## STATED GOAL
Each line below is to be written out in full, exactly as shown.

## INFORMATION PROVIDED
__________________________________________________

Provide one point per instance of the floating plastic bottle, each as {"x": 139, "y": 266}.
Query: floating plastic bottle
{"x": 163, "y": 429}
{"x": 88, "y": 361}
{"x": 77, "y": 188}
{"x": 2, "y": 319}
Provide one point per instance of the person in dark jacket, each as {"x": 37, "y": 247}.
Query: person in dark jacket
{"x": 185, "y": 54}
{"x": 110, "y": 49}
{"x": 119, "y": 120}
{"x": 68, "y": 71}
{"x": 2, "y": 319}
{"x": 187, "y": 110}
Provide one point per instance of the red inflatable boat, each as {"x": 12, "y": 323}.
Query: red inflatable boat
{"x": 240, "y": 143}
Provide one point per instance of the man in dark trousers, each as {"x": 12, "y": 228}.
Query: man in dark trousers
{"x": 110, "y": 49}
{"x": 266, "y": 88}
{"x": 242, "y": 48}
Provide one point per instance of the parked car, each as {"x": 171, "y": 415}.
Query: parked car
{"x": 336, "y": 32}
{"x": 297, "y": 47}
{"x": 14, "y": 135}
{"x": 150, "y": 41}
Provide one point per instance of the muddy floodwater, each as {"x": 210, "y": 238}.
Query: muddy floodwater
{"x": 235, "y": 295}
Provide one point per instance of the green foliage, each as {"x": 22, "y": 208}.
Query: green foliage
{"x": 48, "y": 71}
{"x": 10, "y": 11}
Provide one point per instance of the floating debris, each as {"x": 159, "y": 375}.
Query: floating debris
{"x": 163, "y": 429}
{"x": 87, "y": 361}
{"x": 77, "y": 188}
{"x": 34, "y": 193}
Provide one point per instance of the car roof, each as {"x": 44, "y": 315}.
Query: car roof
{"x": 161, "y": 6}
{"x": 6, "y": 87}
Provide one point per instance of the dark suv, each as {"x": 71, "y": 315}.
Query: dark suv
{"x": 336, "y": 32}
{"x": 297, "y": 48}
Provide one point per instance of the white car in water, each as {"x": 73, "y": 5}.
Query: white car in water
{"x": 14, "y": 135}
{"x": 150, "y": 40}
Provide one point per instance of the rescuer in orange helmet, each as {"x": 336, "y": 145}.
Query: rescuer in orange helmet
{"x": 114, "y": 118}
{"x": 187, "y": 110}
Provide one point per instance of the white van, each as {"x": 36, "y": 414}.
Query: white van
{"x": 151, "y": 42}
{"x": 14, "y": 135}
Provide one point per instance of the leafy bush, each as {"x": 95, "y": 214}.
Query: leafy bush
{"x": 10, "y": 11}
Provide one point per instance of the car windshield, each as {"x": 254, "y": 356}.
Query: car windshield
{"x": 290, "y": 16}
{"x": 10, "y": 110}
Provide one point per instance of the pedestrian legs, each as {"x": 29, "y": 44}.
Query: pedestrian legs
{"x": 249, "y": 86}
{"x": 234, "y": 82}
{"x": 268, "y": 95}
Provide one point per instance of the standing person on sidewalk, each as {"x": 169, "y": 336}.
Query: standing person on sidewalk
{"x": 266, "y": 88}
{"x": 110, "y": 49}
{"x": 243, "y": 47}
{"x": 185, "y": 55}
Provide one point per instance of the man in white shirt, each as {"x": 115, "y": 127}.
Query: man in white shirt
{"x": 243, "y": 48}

__________________________________________________

## RESPONSE TO THIS TASK
Provide one point per instance of the floating plastic bottle, each as {"x": 139, "y": 266}.
Query: floating plastic bottle
{"x": 163, "y": 429}
{"x": 88, "y": 361}
{"x": 77, "y": 188}
{"x": 2, "y": 319}
Provide one point per instance of the person in dark jacket, each as {"x": 37, "y": 247}.
Query: person in dark jacket
{"x": 185, "y": 54}
{"x": 110, "y": 49}
{"x": 119, "y": 120}
{"x": 68, "y": 71}
{"x": 2, "y": 319}
{"x": 187, "y": 110}
Provide one point per instance of the red inflatable boat, each as {"x": 12, "y": 323}.
Query: red inflatable boat
{"x": 240, "y": 143}
Provide one point per instance of the man in dark trousers, each as {"x": 12, "y": 228}.
Query: man in dark trousers
{"x": 110, "y": 49}
{"x": 266, "y": 88}
{"x": 242, "y": 48}
Provide one point per instance of the parked car, each as {"x": 171, "y": 415}.
Query: parked car
{"x": 336, "y": 32}
{"x": 297, "y": 47}
{"x": 14, "y": 135}
{"x": 150, "y": 41}
Provide one point per instance of the muddy floodwater, each as {"x": 210, "y": 238}.
Query: muddy floodwater
{"x": 235, "y": 295}
Provide one point per instance of the green foliage, each as {"x": 22, "y": 208}.
Query: green foliage
{"x": 48, "y": 71}
{"x": 10, "y": 11}
Provide one point per instance of the floating debris, each as {"x": 159, "y": 375}.
Query: floating debris
{"x": 163, "y": 429}
{"x": 87, "y": 361}
{"x": 77, "y": 188}
{"x": 34, "y": 193}
Provide one point per instance of the car roof, each as {"x": 44, "y": 315}.
Query: car roof
{"x": 161, "y": 6}
{"x": 6, "y": 87}
Provide one point per instance of the dark suv, each as {"x": 71, "y": 315}.
Query: dark suv
{"x": 336, "y": 32}
{"x": 297, "y": 48}
Provide one point per instance of the white car in water, each as {"x": 73, "y": 5}.
Query: white car in water
{"x": 14, "y": 135}
{"x": 150, "y": 40}
Provide one point per instance of the rescuer in orange helmet, each as {"x": 336, "y": 145}.
Query: rescuer in orange helmet
{"x": 114, "y": 118}
{"x": 187, "y": 110}
Provide one point per instance of the white van, each as {"x": 36, "y": 414}.
Query: white van
{"x": 151, "y": 42}
{"x": 14, "y": 135}
Provide one point per instance of the leafy bush, each as {"x": 95, "y": 214}.
Query: leafy bush
{"x": 10, "y": 11}
Provide one point per instance of the car windshield, each as {"x": 254, "y": 356}.
Query: car windshield
{"x": 290, "y": 16}
{"x": 10, "y": 110}
Provide one point per instance of the pedestrian legs, each as {"x": 29, "y": 44}.
Query: pedestrian legs
{"x": 249, "y": 86}
{"x": 234, "y": 82}
{"x": 268, "y": 95}
Provide one point per instance of the standing person on sidewalk, each as {"x": 169, "y": 336}.
Query: standing person on sidewalk
{"x": 266, "y": 88}
{"x": 110, "y": 49}
{"x": 243, "y": 47}
{"x": 185, "y": 55}
Provide one point per instance of the man in white shirt, each as {"x": 115, "y": 127}.
Query: man in white shirt
{"x": 243, "y": 48}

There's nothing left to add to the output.